* Exercise task:
Write the next part of the budget interview, picking up after its final answer.

Q: But that is something you had spoken about last year, you said 24% and 32% rates you would start moving towards the convergence rates, now the convergence rates could be 15,16 and 18?

A: No, Kelkar has recommended 20 therefore there is no agreement yet on a convergence rate and without an agreement we cannot move either service tax or excise duty. If I reach a convergence rate agreement this year then next year we will make the movement.

Q: Surely you could not be thinking of 20%?

A: Kelkar has recommended 20%.

Q: That is a recommendation of an academic committee?

A: I have to consult everyone.

Q: Let me talk about your Budget deficit, what we were applauding or expecting as the big achievement of the Budget.

A: I have reached to fiscal deficit target every year.

Q: Yes you have but the kind of expectations that you had built up or the kind of numbers that the government was releasing, we were all expecting a fiscal deficit of about 3.4 because that is the kind of numbers that were coming. Your revenue expenditure has been out of control; you have got to admit that.

A: Not correct, we have shown Rs 25,000 crore more gross revenue than the BE figure. The numbers that are released month after month is gross revenue. 30.5% of that is mandatorily shared with the states, folks like you do not do that mental adjustment, 30% has to be taken out then what is left is 70% this includes income tax and corporate income tax, we have moved the last stake for assessment to December 31, which means refunds have to be done for the first time by March, so January, February and March is the refund period rather than April, May and June, therefore we adjust for the refund set up to be done therefore what we have projected is absolutely correct.

* Provided data:
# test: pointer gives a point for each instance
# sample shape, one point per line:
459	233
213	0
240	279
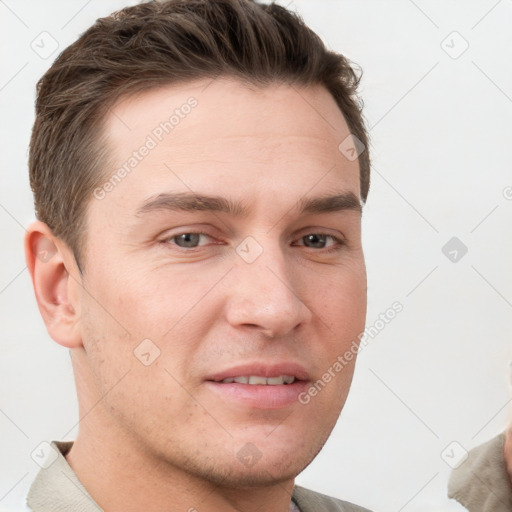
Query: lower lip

* Solved exercise:
Q: I am just saying that you have a situation where your tax revenues are running ahead of your projections and clearly therefore if you have not been able to beat your Budget deficit by a huge margin, clearly your revenue expenditure is also going ahead of estimates.

A: My total revenue expenditure from 563 has gone up to 581, which means an increase of 18,000 crore but why is that increase of 18,000 crore. Fertilizer alone has already gone up by 5,000 crore, interest payments have increased by about 7,000 crore, so that explains.

Q: That explains it but that is not a terribly good thing for the government to be putting out because yes, you have met your target but your expenditures are not under control.

A: I cannot control fertilizer under the present system that is why I had revolted a paragraph to say that this system of delivering fertilizer subsidy is wrong, we have to replace it by better system, we have to deliver fertilizer subsidy directly to the farmer because I am aware.

Q: We have been talking about direct subsidies now for five or seven years?

A: But I am pushing the case but I have to carry conviction with every one. Interest is a function of rates.

Q: The kind of growth pessimism that you have built into your numbers?

A: Standard question everybody is asking without look at the numbers

Q: But 40% growth on that basis?

A: 40% growth, where did you get the number.

Q: 30-40% tax buoyancy last year?

A: That is not correct. 30% goes to the States; you have to look at net tax revenue to the Centre.

Q: But yet you are projecting lower than what you achieved last year?

A: I am projecting 20%, let us look at the numbers again - Rs 4,42,000 crore last year and Rs 5,48,000 crore this year. For your information, it took us 48 years to cross the first Rs 100,000 crore mark and here in one year I am going from Rs 4,42,000 crore to Rs 5,48,000 crore - a Rs 106,000 crore increase in gross revenue works out to a 20% increase; then why is 20% a conservative estimate? It is an aggressive estimate. My department of taxes says, every year you ask us to collect 20% more, we have done it for three years and you are asking us to repeat that feat year-after-year.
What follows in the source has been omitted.